**Source material:**
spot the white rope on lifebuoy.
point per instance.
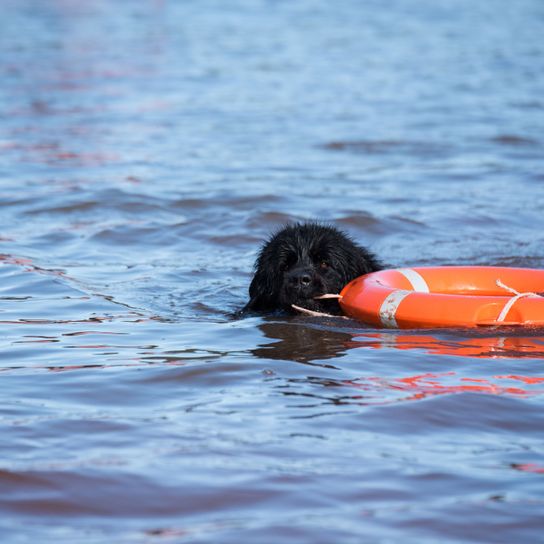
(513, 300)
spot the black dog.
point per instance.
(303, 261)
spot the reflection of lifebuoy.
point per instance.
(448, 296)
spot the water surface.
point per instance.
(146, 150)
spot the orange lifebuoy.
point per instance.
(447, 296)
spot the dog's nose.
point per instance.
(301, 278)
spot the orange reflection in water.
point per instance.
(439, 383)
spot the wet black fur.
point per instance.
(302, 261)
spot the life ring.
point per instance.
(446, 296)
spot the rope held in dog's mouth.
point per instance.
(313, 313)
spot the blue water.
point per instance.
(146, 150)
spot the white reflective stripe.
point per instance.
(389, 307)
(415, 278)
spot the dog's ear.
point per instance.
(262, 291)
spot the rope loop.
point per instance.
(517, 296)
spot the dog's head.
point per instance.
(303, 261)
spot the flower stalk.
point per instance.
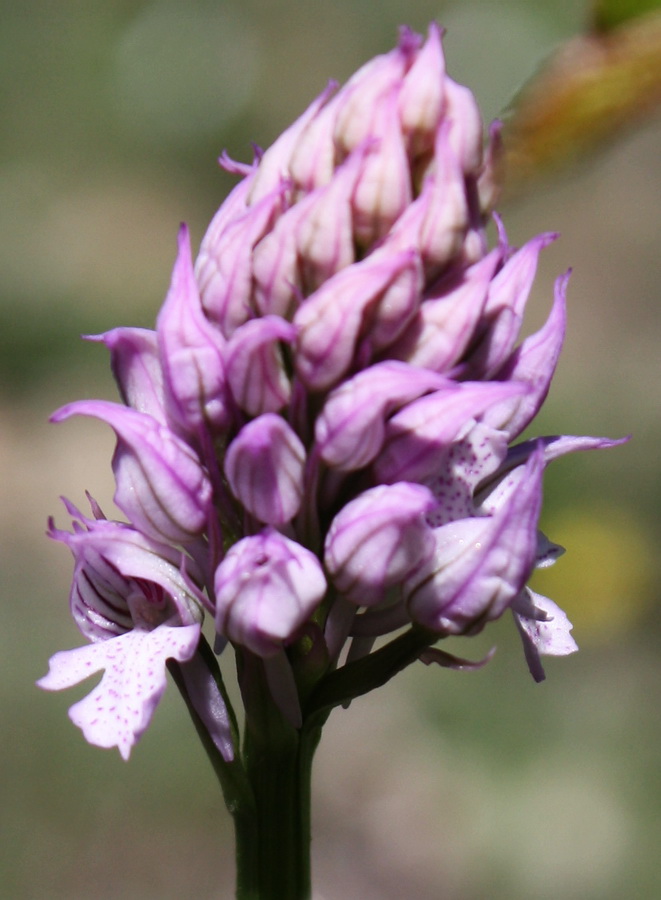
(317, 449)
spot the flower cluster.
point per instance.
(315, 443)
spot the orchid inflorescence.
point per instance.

==

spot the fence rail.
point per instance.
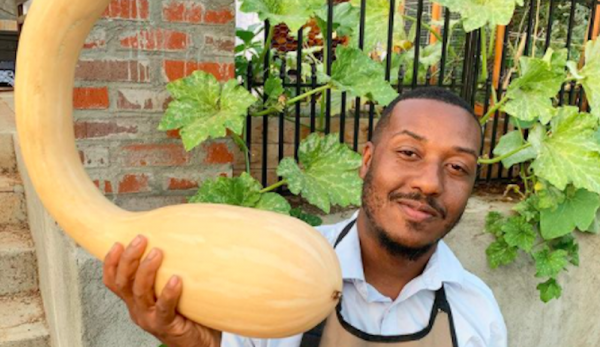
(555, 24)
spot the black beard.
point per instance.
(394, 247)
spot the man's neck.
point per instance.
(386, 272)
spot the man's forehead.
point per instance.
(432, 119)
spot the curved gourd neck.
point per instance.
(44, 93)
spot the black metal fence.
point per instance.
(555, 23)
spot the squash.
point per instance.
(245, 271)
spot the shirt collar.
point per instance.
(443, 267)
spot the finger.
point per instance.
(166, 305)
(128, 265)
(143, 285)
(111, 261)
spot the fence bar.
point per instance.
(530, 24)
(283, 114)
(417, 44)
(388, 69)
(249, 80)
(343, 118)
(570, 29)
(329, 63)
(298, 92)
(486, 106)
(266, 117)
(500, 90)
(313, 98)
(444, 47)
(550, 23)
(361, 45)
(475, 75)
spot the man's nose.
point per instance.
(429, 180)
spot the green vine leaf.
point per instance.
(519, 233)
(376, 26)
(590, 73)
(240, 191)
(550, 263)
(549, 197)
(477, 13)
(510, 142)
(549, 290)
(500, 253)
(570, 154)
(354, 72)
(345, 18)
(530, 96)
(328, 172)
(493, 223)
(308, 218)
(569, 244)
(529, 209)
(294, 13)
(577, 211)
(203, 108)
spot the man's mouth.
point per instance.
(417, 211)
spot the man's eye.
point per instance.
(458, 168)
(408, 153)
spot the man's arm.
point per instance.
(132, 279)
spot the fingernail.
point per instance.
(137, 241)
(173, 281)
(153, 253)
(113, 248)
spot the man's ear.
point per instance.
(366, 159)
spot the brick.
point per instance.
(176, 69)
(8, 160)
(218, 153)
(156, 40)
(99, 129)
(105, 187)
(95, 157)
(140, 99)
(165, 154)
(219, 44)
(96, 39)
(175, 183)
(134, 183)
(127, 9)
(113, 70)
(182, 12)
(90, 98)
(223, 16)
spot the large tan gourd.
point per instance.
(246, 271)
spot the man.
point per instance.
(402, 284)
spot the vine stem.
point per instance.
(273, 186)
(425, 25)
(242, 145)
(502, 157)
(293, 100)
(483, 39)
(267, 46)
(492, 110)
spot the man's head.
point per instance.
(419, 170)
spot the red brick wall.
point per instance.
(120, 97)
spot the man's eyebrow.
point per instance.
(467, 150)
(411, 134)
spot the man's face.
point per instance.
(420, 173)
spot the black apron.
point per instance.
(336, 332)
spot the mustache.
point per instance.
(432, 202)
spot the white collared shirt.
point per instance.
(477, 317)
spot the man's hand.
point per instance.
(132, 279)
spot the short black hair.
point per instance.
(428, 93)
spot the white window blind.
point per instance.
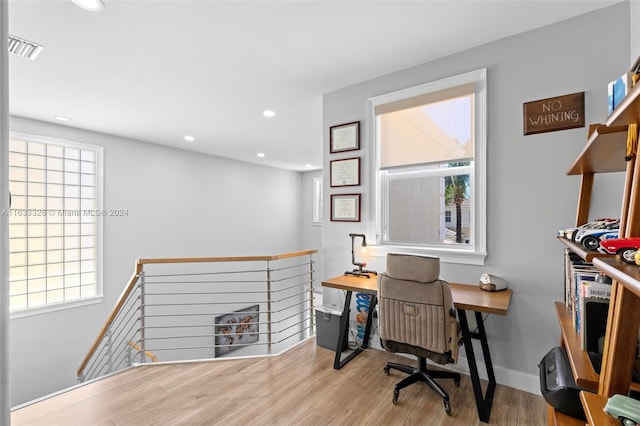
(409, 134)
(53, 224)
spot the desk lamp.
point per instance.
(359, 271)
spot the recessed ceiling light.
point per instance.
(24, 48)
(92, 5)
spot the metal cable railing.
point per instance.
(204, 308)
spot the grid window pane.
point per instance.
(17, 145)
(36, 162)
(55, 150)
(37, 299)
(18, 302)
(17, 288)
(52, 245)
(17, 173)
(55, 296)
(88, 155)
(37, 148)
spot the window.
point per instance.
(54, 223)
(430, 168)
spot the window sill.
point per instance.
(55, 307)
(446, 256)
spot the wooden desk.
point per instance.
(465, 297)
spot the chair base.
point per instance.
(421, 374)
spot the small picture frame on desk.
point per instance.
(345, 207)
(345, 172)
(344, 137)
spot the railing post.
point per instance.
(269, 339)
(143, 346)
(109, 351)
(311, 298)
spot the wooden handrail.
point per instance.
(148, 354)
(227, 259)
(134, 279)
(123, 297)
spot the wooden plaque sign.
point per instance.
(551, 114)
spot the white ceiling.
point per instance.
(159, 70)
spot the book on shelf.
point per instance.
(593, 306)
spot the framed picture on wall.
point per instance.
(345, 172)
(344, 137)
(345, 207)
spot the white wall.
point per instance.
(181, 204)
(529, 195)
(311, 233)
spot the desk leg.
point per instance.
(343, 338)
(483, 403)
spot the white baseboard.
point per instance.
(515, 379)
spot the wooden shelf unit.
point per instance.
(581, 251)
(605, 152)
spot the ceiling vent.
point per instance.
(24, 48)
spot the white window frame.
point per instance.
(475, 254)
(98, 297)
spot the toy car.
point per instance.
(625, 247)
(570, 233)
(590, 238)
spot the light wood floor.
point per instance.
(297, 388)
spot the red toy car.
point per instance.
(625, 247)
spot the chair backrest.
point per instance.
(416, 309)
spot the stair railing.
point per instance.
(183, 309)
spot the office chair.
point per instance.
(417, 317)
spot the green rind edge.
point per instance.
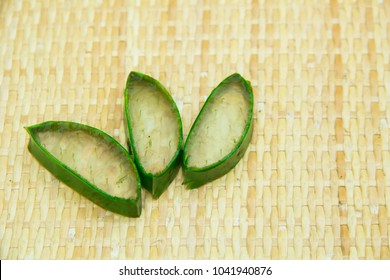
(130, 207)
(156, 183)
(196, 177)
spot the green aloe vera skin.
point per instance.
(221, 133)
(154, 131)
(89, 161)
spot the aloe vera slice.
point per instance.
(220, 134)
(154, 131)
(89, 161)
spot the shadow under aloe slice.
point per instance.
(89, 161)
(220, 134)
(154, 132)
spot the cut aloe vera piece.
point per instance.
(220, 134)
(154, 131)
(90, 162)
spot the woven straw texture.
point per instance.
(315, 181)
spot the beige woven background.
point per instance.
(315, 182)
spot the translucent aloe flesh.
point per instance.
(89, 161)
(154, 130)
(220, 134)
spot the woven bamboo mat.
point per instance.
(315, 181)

**Given task:** Show every line from both blocks above that contains the word "water".

**Solution:**
spot the water surface.
spot the orange reflection in water.
spot the blue water.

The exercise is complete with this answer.